Given passage:

--- --- ---

Jun 1, 2011, 10:41:52 PM6/1/11

to Kyle Lemons, Andrew Gerrand, David Symonds, golan...@googlegroups.com

On Wed, Jun 1, 2011 at 22:34, Kyle Lemons <kev...@google.com> wrote:
> Perhaps it's a default that we could set on a per-http.Server basis?

You are adding complexity. Any server can use a handler that does
whatever it likes before passing the buck to other handlers.

Russ

Russ Cox

unread,

Jun 1, 2011, 10:52:06 PM6/1/11

to David Symonds, Andrew Gerrand, golan...@googlegroups.com

On Wed, Jun 1, 2011 at 22:20, Russ Cox <r...@golang.org> wrote:
> It's pretty clear that you think not sending a Content-Type is a good thing.
> I respectfully disagree.

To put it a different way, can you point to any authority that
says that omitting Content-Type in HTTP responses is the
new Right Thing To Do?

Russ

Nigel Tao

unread,

Jun 1, 2011, 10:57:51 PM6/1/11

to David Symonds, golan...@googlegroups.com

On 2 June 2011 10:42, David Symonds <dsym...@golang.org> wrote:
> The purpose of this email was to solicit the opinions of other folk.

FWIW, when I was reviewing the http/fcgi package, I made (or was going
to make, I forget exactly) a comment that it shouldn't add
Content-Type by default, and was surprised to learn that the http
package does.

I would still prefer a naked HTTP response, but I can see Russ'
rationale for the current behavior, and am willing to let him pick the
bikeshed color.

David Symonds

unread,

Jun 1, 2011, 10:59:32 PM6/1/11

to rsc, Andrew Gerrand, golan...@googlegroups.com

You're not really stating my position quite accurately. Here's a list,
from best to worst, in my opinion:
- setting the Content-Type correctly
- not setting the Content-Type
- setting the Content-Type incorrectly

I'd prefer the second over the third, and the third occurs much more
regularly with the current default.

RFC 2616 section 7.2.1 says
Any HTTP/1.1 message containing an entity-body SHOULD include a
Content-Type header field defining the media type of that body. If
and only if the media type is not given by a Content-Type field, the
recipient MAY attempt to guess the media type via inspection of its
content and/or the name extension(s) of the URI used to identify the
resource. If the media type remains unknown, the recipient SHOULD
treat it as type "application/octet-stream".

--- --- ---

Records provided:
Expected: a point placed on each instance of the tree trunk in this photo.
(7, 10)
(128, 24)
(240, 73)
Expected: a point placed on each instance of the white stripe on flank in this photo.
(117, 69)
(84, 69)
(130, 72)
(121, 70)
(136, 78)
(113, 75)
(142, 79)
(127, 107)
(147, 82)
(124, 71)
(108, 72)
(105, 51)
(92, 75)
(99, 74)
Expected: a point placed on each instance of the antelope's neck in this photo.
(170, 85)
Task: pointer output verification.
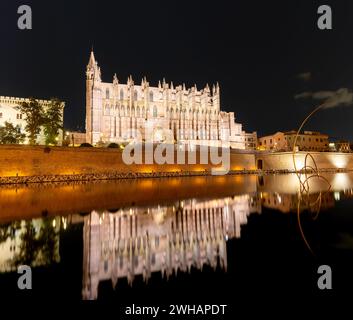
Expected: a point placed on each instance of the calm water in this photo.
(177, 240)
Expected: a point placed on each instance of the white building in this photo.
(117, 112)
(9, 113)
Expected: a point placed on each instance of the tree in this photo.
(11, 134)
(34, 116)
(53, 121)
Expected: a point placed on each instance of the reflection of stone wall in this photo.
(166, 239)
(289, 202)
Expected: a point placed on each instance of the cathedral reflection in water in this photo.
(155, 234)
(165, 239)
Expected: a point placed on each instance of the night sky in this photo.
(262, 53)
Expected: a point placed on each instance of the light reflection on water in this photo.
(134, 228)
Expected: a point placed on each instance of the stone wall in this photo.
(24, 161)
(323, 160)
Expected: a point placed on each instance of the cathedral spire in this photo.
(115, 79)
(92, 60)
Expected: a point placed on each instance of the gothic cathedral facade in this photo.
(120, 113)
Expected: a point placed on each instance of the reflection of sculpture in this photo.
(167, 239)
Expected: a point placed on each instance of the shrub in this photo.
(113, 145)
(86, 145)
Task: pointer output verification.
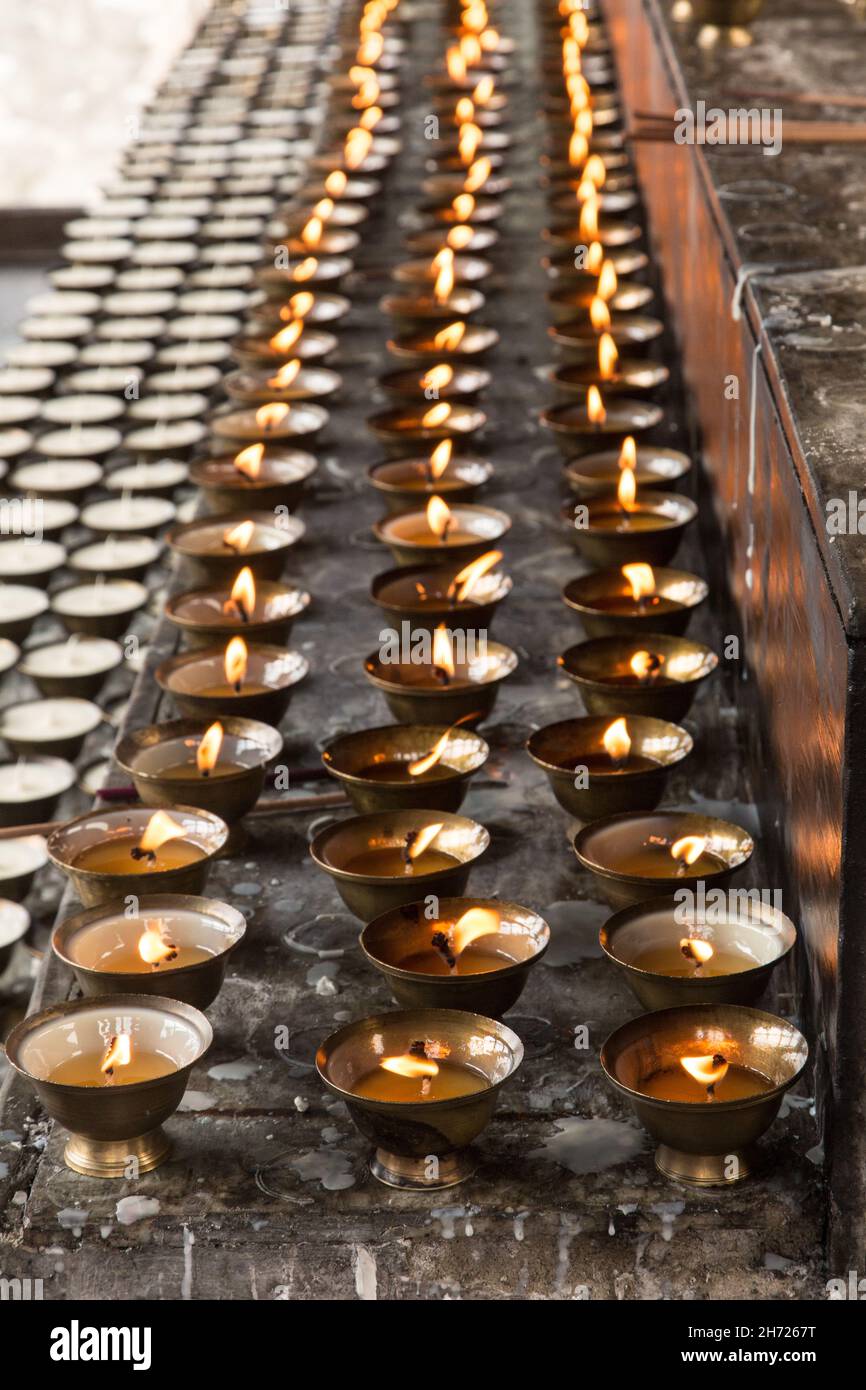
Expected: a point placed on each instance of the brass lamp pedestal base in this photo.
(423, 1175)
(706, 1169)
(117, 1158)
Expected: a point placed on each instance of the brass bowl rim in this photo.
(320, 840)
(633, 913)
(616, 571)
(658, 640)
(433, 730)
(268, 741)
(617, 876)
(202, 653)
(688, 1107)
(291, 533)
(186, 623)
(373, 665)
(458, 980)
(54, 841)
(439, 1019)
(684, 747)
(63, 1008)
(157, 902)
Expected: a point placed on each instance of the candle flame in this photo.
(463, 583)
(117, 1054)
(423, 765)
(249, 460)
(285, 339)
(627, 489)
(239, 535)
(335, 184)
(444, 651)
(444, 267)
(243, 592)
(688, 848)
(409, 1065)
(235, 662)
(439, 459)
(273, 414)
(608, 357)
(474, 923)
(477, 174)
(207, 752)
(153, 948)
(616, 740)
(451, 337)
(159, 830)
(599, 314)
(438, 517)
(285, 375)
(595, 406)
(697, 951)
(437, 377)
(641, 580)
(708, 1070)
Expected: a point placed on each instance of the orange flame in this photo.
(616, 740)
(207, 752)
(235, 662)
(159, 830)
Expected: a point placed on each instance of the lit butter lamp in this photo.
(420, 1086)
(706, 1080)
(421, 423)
(626, 527)
(403, 483)
(293, 342)
(634, 599)
(471, 954)
(580, 426)
(260, 612)
(405, 766)
(427, 597)
(260, 476)
(676, 952)
(116, 852)
(446, 677)
(654, 466)
(246, 680)
(213, 549)
(274, 421)
(619, 674)
(633, 856)
(453, 342)
(385, 859)
(216, 766)
(598, 767)
(111, 1073)
(441, 534)
(177, 945)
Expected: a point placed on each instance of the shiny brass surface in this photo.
(763, 929)
(96, 887)
(228, 797)
(420, 1146)
(350, 754)
(587, 597)
(705, 1144)
(113, 1125)
(369, 895)
(399, 933)
(196, 984)
(727, 841)
(590, 666)
(556, 748)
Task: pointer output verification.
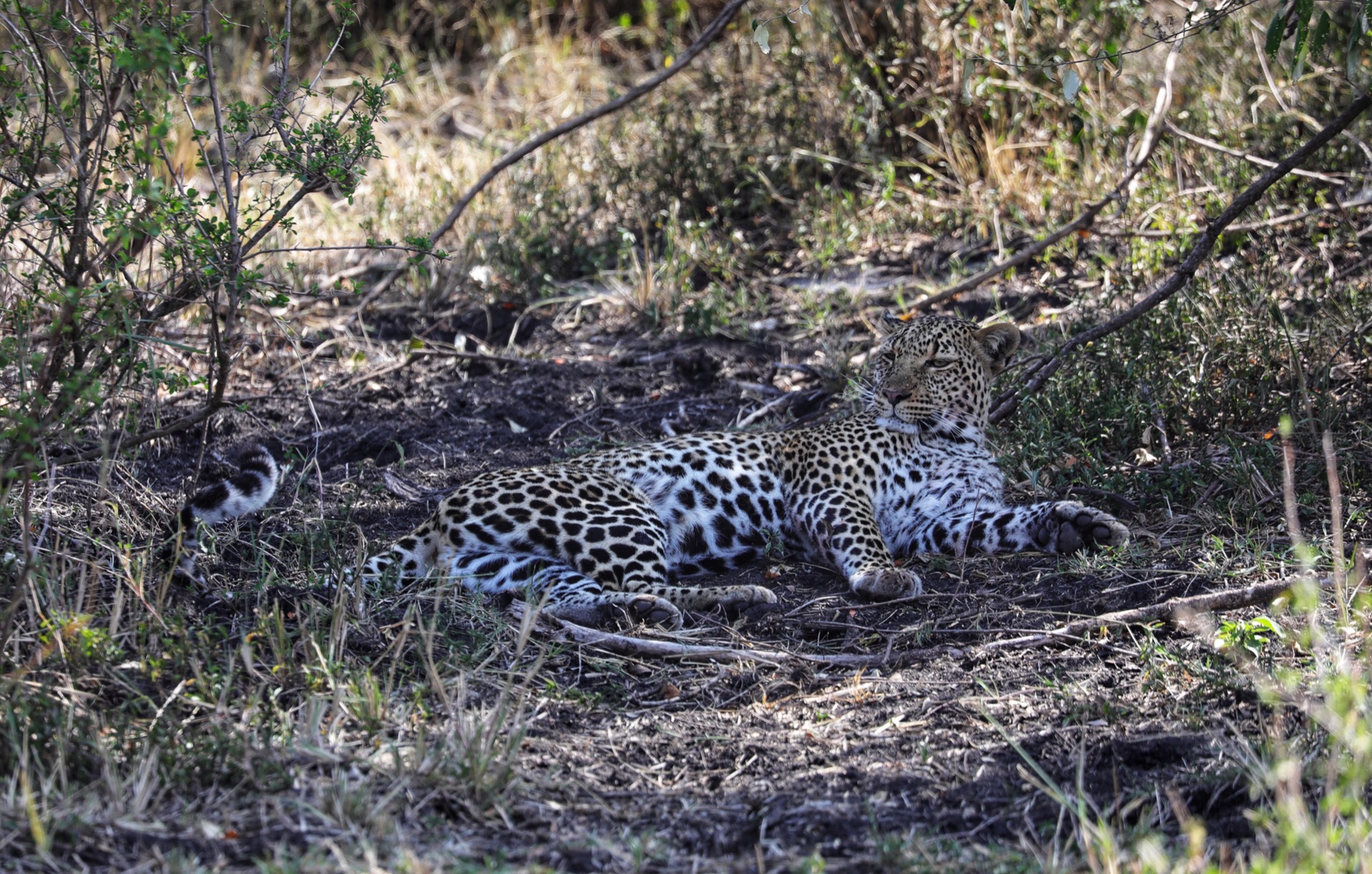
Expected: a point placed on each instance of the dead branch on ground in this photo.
(1172, 610)
(650, 648)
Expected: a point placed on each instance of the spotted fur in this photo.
(247, 492)
(610, 535)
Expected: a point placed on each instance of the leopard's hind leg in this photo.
(566, 592)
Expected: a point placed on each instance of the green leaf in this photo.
(762, 39)
(1070, 85)
(1321, 34)
(1275, 32)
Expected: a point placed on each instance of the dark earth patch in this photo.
(720, 765)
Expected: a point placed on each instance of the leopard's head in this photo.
(933, 374)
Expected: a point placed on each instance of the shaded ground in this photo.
(642, 765)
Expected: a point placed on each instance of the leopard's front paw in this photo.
(887, 583)
(645, 610)
(1076, 526)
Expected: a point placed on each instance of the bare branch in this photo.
(1038, 377)
(1146, 147)
(1170, 610)
(711, 34)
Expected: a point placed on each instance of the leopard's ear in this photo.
(999, 342)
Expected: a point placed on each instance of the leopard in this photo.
(259, 470)
(615, 535)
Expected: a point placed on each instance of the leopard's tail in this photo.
(247, 492)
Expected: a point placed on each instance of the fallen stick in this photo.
(1170, 610)
(1036, 377)
(711, 34)
(626, 645)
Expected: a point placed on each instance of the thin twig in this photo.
(1036, 377)
(1261, 162)
(711, 34)
(1170, 610)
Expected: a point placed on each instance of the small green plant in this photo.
(1248, 638)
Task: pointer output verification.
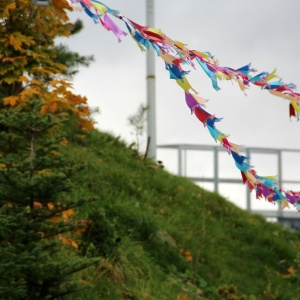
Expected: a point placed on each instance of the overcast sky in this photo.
(263, 33)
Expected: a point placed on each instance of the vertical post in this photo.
(216, 170)
(179, 161)
(248, 196)
(150, 69)
(279, 170)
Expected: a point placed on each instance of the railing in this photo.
(216, 179)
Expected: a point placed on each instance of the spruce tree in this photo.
(37, 241)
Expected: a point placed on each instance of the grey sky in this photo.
(237, 32)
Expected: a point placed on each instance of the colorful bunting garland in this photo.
(175, 54)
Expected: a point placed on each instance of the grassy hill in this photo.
(160, 236)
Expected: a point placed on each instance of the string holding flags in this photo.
(175, 55)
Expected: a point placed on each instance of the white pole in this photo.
(150, 69)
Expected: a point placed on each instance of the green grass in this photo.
(142, 218)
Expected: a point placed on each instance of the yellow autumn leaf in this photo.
(15, 43)
(11, 100)
(68, 213)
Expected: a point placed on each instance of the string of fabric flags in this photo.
(175, 55)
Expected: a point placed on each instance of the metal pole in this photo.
(150, 69)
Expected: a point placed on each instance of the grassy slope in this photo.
(145, 216)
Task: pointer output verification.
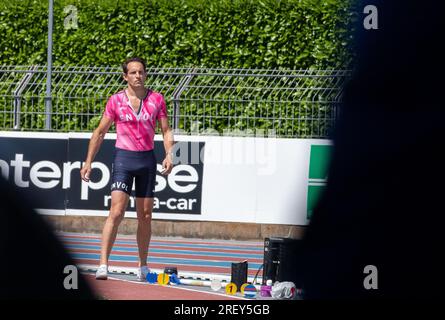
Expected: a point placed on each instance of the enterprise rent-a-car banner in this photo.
(49, 169)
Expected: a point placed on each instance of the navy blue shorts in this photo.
(139, 166)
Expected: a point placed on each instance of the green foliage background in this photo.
(266, 34)
(288, 34)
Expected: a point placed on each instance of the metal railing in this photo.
(289, 103)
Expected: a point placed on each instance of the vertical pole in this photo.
(48, 101)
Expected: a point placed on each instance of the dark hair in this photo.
(133, 59)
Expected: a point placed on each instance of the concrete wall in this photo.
(178, 228)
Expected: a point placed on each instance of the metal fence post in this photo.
(176, 94)
(48, 98)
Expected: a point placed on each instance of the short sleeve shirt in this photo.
(135, 131)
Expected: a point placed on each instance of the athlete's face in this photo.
(136, 74)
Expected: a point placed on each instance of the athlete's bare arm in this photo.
(167, 133)
(94, 146)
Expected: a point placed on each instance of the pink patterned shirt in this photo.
(135, 131)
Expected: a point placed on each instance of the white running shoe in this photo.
(102, 272)
(142, 272)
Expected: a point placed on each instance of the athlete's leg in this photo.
(144, 208)
(119, 201)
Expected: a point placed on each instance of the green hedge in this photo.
(288, 34)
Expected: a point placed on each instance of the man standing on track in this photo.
(135, 111)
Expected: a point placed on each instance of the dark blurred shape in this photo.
(32, 258)
(384, 201)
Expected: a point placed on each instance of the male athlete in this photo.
(135, 112)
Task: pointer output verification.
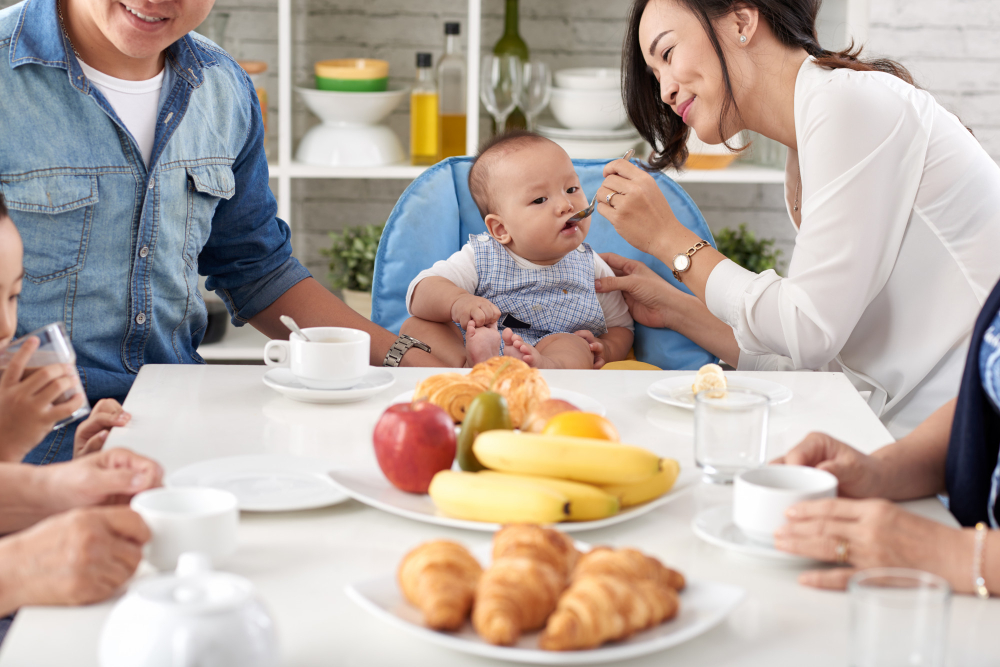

--- --- ---

Stated goal:
Copy the mailing-list thread on Content-Type defaults word for word, from its first line to its last.

Result of this exercise:
Jun 1, 2011, 10:41:52 PM6/1/11

to Kyle Lemons, Andrew Gerrand, David Symonds, golan...@googlegroups.com

On Wed, Jun 1, 2011 at 22:34, Kyle Lemons <kev...@google.com> wrote:
> Perhaps it's a default that we could set on a per-http.Server basis?

You are adding complexity. Any server can use a handler that does
whatever it likes before passing the buck to other handlers.

Russ

Russ Cox

unread,

Jun 1, 2011, 10:52:06 PM6/1/11

to David Symonds, Andrew Gerrand, golan...@googlegroups.com

On Wed, Jun 1, 2011 at 22:20, Russ Cox <r...@golang.org> wrote:
> It's pretty clear that you think not sending a Content-Type is a good thing.
> I respectfully disagree.

To put it a different way, can you point to any authority that
says that omitting Content-Type in HTTP responses is the
new Right Thing To Do?

Russ

Nigel Tao

unread,

Jun 1, 2011, 10:57:51 PM6/1/11

to David Symonds, golan...@googlegroups.com

On 2 June 2011 10:42, David Symonds <dsym...@golang.org> wrote:
> The purpose of this email was to solicit the opinions of other folk.

FWIW, when I was reviewing the http/fcgi package, I made (or was going
to make, I forget exactly) a comment that it shouldn't add
Content-Type by default, and was surprised to learn that the http
package does.

I would still prefer a naked HTTP response, but I can see Russ'
rationale for the current behavior, and am willing to let him pick the
bikeshed color.

David Symonds

unread,

Jun 1, 2011, 10:59:32 PM6/1/11

to rsc, Andrew Gerrand, golan...@googlegroups.com

You're not really stating my position quite accurately. Here's a list,
from best to worst, in my opinion:
- setting the Content-Type correctly
- not setting the Content-Type
- setting the Content-Type incorrectly

I'd prefer the second over the third, and the third occurs much more
regularly with the current default.

RFC 2616 section 7.2.1 says
Any HTTP/1.1 message containing an entity-body SHOULD include a
Content-Type header field defining the media type of that body. If
and only if the media type is not given by a Content-Type field, the
recipient MAY attempt to guess the media type via inspection of its
content and/or the name extension(s) of the URI used to identify the
resource. If the media type remains unknown, the recipient SHOULD
treat it as type "application/octet-stream".